Exercise details
Copy the records below exactly, leaving out any pictures.

Data
▽
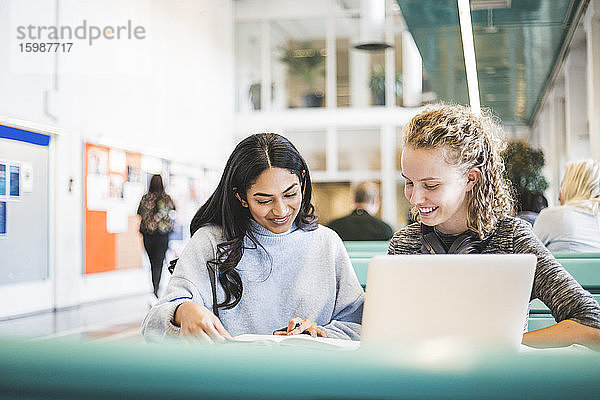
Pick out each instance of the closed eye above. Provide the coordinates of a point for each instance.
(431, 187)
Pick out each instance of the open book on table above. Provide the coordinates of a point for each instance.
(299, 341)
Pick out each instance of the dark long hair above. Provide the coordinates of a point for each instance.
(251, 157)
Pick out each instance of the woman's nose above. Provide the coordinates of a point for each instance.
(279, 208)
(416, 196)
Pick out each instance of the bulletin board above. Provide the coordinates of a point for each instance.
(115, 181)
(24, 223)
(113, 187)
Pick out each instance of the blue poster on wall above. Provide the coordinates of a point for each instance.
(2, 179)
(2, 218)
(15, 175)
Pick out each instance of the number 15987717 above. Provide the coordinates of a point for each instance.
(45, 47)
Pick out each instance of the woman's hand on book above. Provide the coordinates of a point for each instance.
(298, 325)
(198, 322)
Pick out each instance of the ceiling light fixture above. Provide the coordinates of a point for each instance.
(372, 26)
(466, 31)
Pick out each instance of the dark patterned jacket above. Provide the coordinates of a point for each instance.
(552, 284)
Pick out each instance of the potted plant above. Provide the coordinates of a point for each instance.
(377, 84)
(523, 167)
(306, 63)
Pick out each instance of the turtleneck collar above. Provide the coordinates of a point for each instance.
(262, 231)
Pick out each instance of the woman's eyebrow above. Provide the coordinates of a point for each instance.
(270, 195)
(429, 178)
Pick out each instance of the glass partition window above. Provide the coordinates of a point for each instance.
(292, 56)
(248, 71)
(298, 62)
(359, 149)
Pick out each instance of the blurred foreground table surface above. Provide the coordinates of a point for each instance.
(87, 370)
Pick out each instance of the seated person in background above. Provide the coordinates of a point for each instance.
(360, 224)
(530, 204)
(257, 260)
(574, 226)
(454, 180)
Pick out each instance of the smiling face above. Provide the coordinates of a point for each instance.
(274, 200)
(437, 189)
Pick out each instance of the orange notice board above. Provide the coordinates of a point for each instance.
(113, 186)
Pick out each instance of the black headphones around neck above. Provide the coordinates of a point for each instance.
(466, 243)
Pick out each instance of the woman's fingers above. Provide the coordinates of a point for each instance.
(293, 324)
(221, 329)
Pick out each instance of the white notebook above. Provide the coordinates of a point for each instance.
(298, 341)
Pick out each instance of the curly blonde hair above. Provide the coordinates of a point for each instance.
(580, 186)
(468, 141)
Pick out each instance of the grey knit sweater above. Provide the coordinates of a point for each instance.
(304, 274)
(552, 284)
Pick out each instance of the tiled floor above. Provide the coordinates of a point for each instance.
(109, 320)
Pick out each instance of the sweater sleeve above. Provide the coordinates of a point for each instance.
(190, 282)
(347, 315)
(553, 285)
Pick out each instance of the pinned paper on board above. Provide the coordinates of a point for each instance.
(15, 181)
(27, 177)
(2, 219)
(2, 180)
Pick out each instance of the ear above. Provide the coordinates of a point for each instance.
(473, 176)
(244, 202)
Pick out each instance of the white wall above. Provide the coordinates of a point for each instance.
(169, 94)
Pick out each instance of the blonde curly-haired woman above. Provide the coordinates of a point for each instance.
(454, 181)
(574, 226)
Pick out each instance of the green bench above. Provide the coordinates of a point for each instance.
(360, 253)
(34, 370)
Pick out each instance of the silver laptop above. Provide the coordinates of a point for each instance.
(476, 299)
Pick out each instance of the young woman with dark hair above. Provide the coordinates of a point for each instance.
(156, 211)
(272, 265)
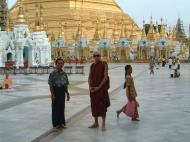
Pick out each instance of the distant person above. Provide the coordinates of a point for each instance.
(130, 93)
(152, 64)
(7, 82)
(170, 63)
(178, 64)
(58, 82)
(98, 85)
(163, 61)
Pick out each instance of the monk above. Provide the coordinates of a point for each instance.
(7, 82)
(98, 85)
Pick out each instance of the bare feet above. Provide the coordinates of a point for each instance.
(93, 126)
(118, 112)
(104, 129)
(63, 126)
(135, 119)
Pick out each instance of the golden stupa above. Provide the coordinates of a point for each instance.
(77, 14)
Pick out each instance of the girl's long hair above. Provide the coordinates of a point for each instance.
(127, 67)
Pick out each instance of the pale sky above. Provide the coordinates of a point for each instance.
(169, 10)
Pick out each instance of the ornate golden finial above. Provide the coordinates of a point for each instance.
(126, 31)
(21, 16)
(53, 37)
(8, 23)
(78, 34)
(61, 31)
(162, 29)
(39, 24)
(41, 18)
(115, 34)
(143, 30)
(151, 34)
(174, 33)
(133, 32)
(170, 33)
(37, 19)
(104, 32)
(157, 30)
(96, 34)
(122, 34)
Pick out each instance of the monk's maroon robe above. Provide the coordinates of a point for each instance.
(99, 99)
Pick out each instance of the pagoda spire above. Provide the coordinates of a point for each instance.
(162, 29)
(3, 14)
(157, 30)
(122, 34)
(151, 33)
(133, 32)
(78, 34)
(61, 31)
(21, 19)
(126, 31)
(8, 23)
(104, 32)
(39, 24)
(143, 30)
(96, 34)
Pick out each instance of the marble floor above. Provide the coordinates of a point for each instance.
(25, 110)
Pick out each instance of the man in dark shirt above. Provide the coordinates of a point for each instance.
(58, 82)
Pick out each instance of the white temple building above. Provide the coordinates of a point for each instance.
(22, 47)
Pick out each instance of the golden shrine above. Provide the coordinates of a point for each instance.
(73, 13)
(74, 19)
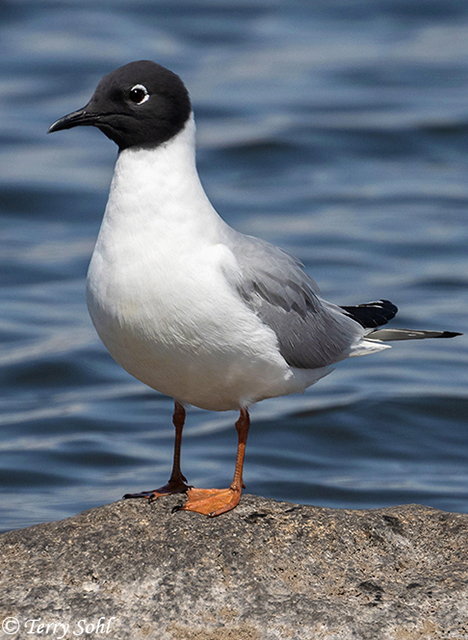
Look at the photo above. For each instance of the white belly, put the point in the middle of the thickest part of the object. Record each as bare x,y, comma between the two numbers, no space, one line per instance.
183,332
△
The answer
Pick out each instance of the closed eye above. Provide the coordinates of a point for each instance.
(431, 187)
Pick out each instance of the open book on table above. Provide the coordinates of a point for each instance.
(299, 341)
Pick out each instance of the dark long hair above. Provide the coordinates of a point for each instance.
(251, 157)
Pick out each instance of the woman's nose above. Provide the coordinates of a point for each instance.
(279, 208)
(416, 196)
Pick out each instance of the bulletin board above. Provide the coordinates of a point for each instance.
(115, 181)
(24, 223)
(113, 187)
Pick out each instance of the blue poster on wall above. Provide the coordinates of a point for each instance.
(2, 179)
(2, 218)
(15, 175)
Pick out each instance of the number 15987717 above. Provide the coordinates of a point for each instance.
(45, 47)
Pick out each instance of the woman's hand on book above. Provide the coordinates of a point for each instance.
(298, 325)
(198, 322)
Pick out each instance of the ceiling light fixture above. Provide the coordinates of a point for each instance.
(372, 26)
(466, 31)
Pick out each instance of the dark patterned jacket above. Provide the coordinates of a point for each instance.
(552, 284)
Pick out each instance of the potted plant above. Provide the coordinates of a point for each instance.
(377, 84)
(523, 167)
(306, 63)
Pick out each instance of the turtleneck collar above. Provide the coordinates of a point for each instance.
(262, 231)
Pick out each instance of the woman's eyebrow above. Provide the coordinates of a point for each instance.
(270, 195)
(429, 178)
Pick out each instance of the glass partition window above. Provide the coordinates of a point for each instance.
(292, 56)
(248, 71)
(298, 62)
(359, 149)
Pick out each instance of the blurred foreground table surface above. Provide the coordinates of a point for each instance.
(87, 370)
Pick out each instance of the seated person in background above. Provide the coordinates of a point for each instance.
(360, 224)
(530, 204)
(257, 260)
(574, 226)
(454, 180)
Pick out each instance of the smiling face above. Provide the coordinates of a point for each instance.
(274, 200)
(437, 189)
Pick out each instance of the orange notice board above. Provide the coordinates of a point for each instance.
(113, 186)
Pick out each instance of the black headphones around neck above. Provide the coordinates of a point for each instance.
(466, 243)
Pick out each instance of the woman's fingers above. Provide the coordinates of a point for each instance.
(293, 324)
(221, 329)
Pick out each instance of the white notebook above. Provide the coordinates of a point for each instance.
(298, 341)
Pick out each instance of the curly blonde hair above. Provide the coordinates of a point for each instance.
(580, 186)
(468, 141)
Pick out each instance of the grey knit sweater above. Provide the coordinates of a point for each instance.
(304, 274)
(552, 284)
Pick out each instance of the tiled floor above. Provide the coordinates of a point for each instance.
(109, 320)
Pick out each instance of the sweater sleeve above. Provide the coordinates of a point for each instance.
(190, 282)
(347, 315)
(553, 285)
Pick out each instance of the pinned paper on board above. Provide the coordinates of a point for each instance.
(15, 181)
(27, 177)
(2, 219)
(2, 180)
Pick out each instance of the ear above. Provide the coordinates of a point for each instance.
(473, 176)
(244, 202)
Pick out each instance of the white wall above. Provide the coordinates of a point for each instance.
(169, 94)
Pick out each instance of the blonde curly-haired woman above. Provide the coordinates of a point for each instance.
(454, 181)
(574, 226)
Pick out each instance of the green bench above. Provide the coordinates of a point for each instance.
(360, 253)
(34, 370)
Pick out each instance of the silver laptop above. Provide the coordinates of a point for each instance.
(476, 299)
Pick out each instance of the young woman with dark hair above. Provide the coordinates of a point for each instance.
(156, 211)
(272, 265)
Pick out each instance of the distant person above. Provide the coordinates of a point for each instance.
(130, 93)
(152, 64)
(7, 82)
(170, 63)
(178, 64)
(58, 82)
(98, 85)
(163, 61)
Pick out each instance of the monk above. Provide the coordinates of a point for each instance.
(7, 82)
(98, 85)
Pick out each instance of the bare feet above. Provide the coordinates of a point for each instance.
(93, 126)
(118, 112)
(104, 129)
(63, 126)
(135, 119)
Pick out each instance of the golden stupa above. Provide the coordinates of a point for each instance.
(77, 14)
Pick out each instance of the girl's long hair above. Provide the coordinates of a point for each instance.
(127, 67)
Pick out each instance of the pale sky above. Provide the coordinates of a point for each instance.
(169, 10)
Pick out each instance of the ornate golden finial above. Provide the coordinates of a point for each instance.
(126, 31)
(21, 16)
(53, 37)
(8, 23)
(78, 34)
(61, 31)
(162, 29)
(39, 24)
(41, 18)
(115, 34)
(143, 30)
(151, 34)
(174, 33)
(133, 32)
(170, 33)
(37, 19)
(104, 32)
(157, 30)
(96, 34)
(122, 34)
Pick out each instance of the monk's maroon robe above. Provide the coordinates of a point for each instance.
(99, 99)
Pick out each instance of the pagoda spire above. Provide the coordinates of a point for each instance.
(162, 29)
(3, 14)
(157, 30)
(122, 34)
(151, 33)
(133, 32)
(78, 34)
(61, 31)
(21, 19)
(126, 31)
(8, 23)
(104, 32)
(39, 24)
(143, 30)
(96, 34)
Pick out each instance of the marble floor above. Provide the coordinates of a point for each instance.
(25, 110)
Pick out each instance of the man in dark shirt above. Provide the coordinates of a point for each instance.
(58, 82)
Pick out each instance of the white temple building above. Provide the coordinates of a point for each instance.
(22, 47)
Pick out each instance of the golden shrine above. Provide the coordinates of a point for each instance.
(73, 13)
(74, 19)
Look at the photo above. For each instance of the white belly, put the point in the middle of the thickest part of the object. Record each as bare x,y, comma between the two numbers, no space, one line per instance.
183,332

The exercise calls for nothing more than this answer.